• **Extract**
Row 1: Sk 1st ch and work 1 sc in each remaining ch. (16)

Row 2: Ch 1, turn. Work 1 sc in each st. (16)

Rows 3 – 14: Repeat Row 2, until your rectangle is 3 ½ inches tall. (16) Photo 2


– Break off, leaving about 18 inches of yarn for sewing.

– Place Styrofoam ball onto the center of your crocheted rectangle Photo 3a and sew one short edge of the rectangle to the other short edge, encasing the ball in a tube. Photo 3b




– Cut two lengths of yarn (can be same color or a contrasting color) about 8 inches long each to tie the ends of your candy together. Using a surgeon’s knot Photo 4a two times will help keep your knot tight while you create a cute bow. Photo 4b, 4c







– To hang as an ornament, simply loop some gold thread, invisible thread, or, or an ornament hook to the center of the candy.

• **Work task A**
Revise the crochet instructions starting with "Row 1: Sk 1st" and going on through "yarn for sewing.", replacing "18 inches" with "20 inches".
• **Work task B**
In the crochet instructions, how long should each of the two yarn pieces for tying the candy's ends be cut?
Work only from the crochet instructions above.

• **Material provided**
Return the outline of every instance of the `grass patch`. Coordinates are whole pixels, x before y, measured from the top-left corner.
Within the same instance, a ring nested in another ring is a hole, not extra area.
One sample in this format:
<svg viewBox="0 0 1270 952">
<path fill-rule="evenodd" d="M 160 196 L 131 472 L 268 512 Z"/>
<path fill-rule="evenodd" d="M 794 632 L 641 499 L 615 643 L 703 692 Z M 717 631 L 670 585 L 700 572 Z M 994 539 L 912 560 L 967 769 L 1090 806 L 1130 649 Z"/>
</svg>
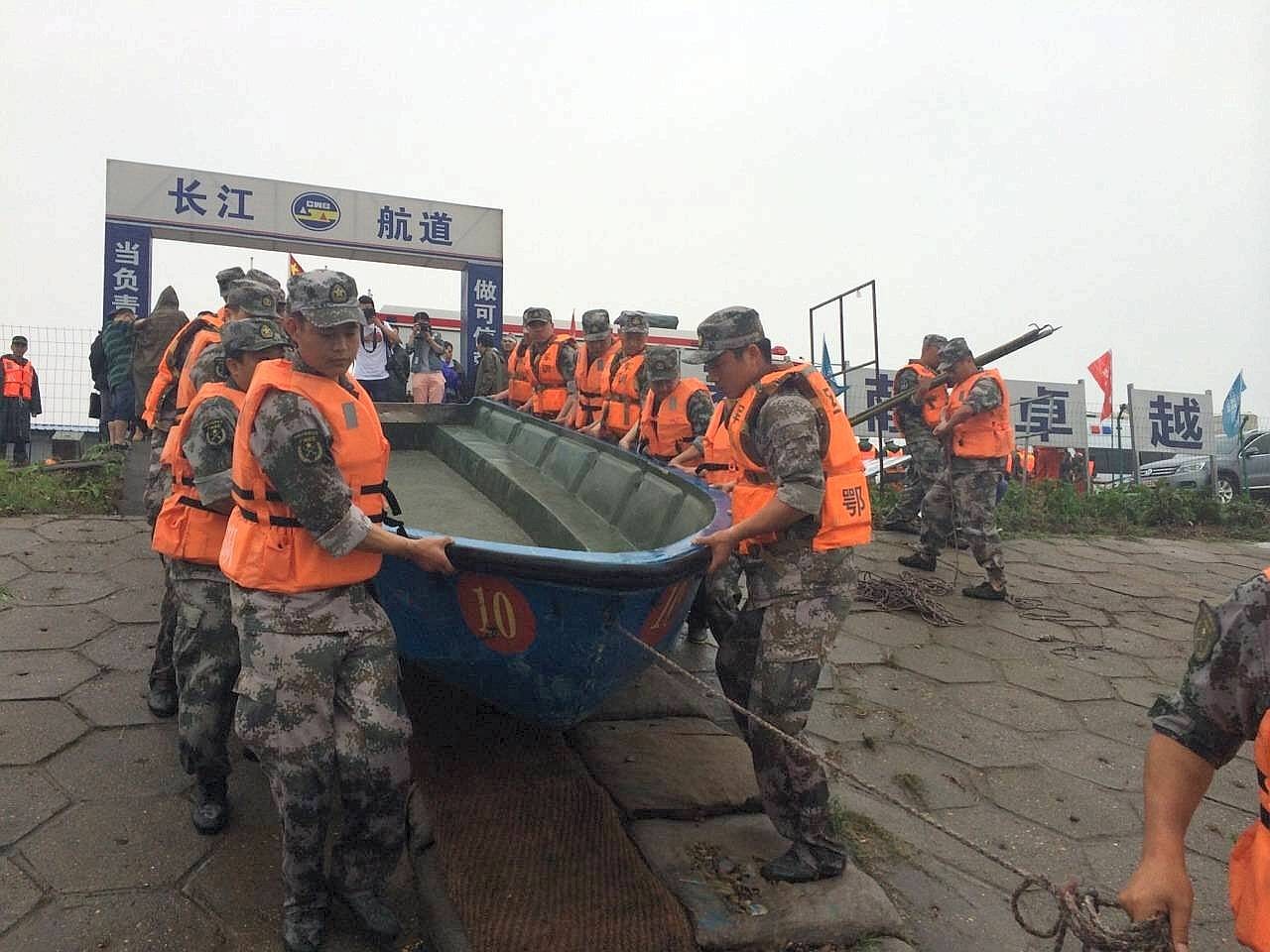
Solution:
<svg viewBox="0 0 1270 952">
<path fill-rule="evenodd" d="M 913 854 L 912 848 L 895 834 L 864 814 L 847 810 L 838 797 L 829 800 L 829 829 L 850 847 L 856 864 L 869 873 Z"/>
<path fill-rule="evenodd" d="M 874 523 L 898 501 L 892 486 L 872 486 Z M 1113 486 L 1077 493 L 1068 482 L 1011 482 L 997 505 L 997 528 L 1010 536 L 1166 536 L 1270 539 L 1270 505 L 1237 496 L 1227 505 L 1208 490 Z"/>
<path fill-rule="evenodd" d="M 123 480 L 122 454 L 95 446 L 84 458 L 100 459 L 104 466 L 50 472 L 38 466 L 13 468 L 0 463 L 0 515 L 104 515 L 116 512 Z"/>
</svg>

• **Result A**
Row 1: Sk 1st ch and work 1 sc in each remaining ch. (16)

Row 2: Ch 1, turn. Work 1 sc in each st. (16)

Rows 3 – 14: Repeat Row 2, until your rectangle is 3 ½ inches tall. (16) Photo 2


– Break off, leaving about 20 inches of yarn for sewing.

• **Result B**
About 8 inches long each.